═════ RECORDS PROVIDED ═════

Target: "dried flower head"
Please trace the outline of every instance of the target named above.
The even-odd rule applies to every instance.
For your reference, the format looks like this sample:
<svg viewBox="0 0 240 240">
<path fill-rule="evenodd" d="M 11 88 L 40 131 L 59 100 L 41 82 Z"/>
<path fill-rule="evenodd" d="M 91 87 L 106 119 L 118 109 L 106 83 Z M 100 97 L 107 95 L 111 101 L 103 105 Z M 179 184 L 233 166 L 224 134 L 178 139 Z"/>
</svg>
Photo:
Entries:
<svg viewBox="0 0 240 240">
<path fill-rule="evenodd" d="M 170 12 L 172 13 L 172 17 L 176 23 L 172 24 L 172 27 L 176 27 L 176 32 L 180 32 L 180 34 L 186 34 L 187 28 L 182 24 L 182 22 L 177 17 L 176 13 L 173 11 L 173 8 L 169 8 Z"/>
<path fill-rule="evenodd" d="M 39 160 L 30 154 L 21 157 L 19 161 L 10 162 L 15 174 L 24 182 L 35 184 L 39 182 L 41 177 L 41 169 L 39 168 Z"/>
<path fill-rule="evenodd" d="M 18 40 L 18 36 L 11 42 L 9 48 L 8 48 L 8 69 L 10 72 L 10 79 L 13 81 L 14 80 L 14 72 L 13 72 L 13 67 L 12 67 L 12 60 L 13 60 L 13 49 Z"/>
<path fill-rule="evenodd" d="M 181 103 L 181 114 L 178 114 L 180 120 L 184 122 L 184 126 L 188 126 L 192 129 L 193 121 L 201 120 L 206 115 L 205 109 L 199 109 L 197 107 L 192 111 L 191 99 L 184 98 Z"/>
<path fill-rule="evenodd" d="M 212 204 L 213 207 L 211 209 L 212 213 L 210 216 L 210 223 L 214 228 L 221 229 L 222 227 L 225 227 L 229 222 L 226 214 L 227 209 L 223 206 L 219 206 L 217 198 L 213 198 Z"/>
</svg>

═════

__EXERCISE BRIEF__
Copy the listing above line for line, changing nothing.

__FULL RESPONSE__
Target: "dried flower head"
Please trace the outline of every instance of the target named above.
The even-odd rule applies to every instance.
For your reference, the format looks like this sample:
<svg viewBox="0 0 240 240">
<path fill-rule="evenodd" d="M 11 88 L 40 131 L 59 100 L 41 82 Z"/>
<path fill-rule="evenodd" d="M 91 87 L 106 119 L 118 109 L 106 83 Z M 100 97 L 107 95 L 111 101 L 103 105 Z M 179 184 L 233 166 L 224 134 L 178 139 Z"/>
</svg>
Photo:
Entries:
<svg viewBox="0 0 240 240">
<path fill-rule="evenodd" d="M 170 12 L 172 13 L 172 17 L 176 23 L 172 24 L 172 27 L 176 27 L 176 32 L 180 32 L 180 34 L 186 34 L 187 28 L 182 24 L 182 22 L 177 17 L 176 13 L 173 11 L 173 8 L 169 8 Z"/>
<path fill-rule="evenodd" d="M 39 160 L 30 154 L 21 157 L 19 161 L 10 162 L 15 174 L 24 182 L 35 184 L 39 182 L 41 177 L 41 169 L 39 168 Z"/>
<path fill-rule="evenodd" d="M 18 40 L 18 36 L 11 42 L 9 48 L 8 48 L 8 69 L 10 72 L 10 79 L 13 81 L 14 80 L 14 72 L 13 72 L 13 67 L 12 67 L 12 60 L 13 60 L 13 49 Z"/>
<path fill-rule="evenodd" d="M 181 103 L 181 114 L 178 114 L 180 120 L 184 122 L 184 126 L 188 126 L 192 129 L 193 121 L 201 120 L 206 115 L 205 109 L 199 109 L 197 107 L 192 111 L 191 99 L 184 98 Z"/>
<path fill-rule="evenodd" d="M 212 204 L 213 207 L 211 209 L 212 213 L 210 216 L 210 223 L 214 228 L 221 229 L 222 227 L 225 227 L 229 222 L 226 214 L 227 209 L 223 206 L 219 206 L 217 198 L 213 198 Z"/>
</svg>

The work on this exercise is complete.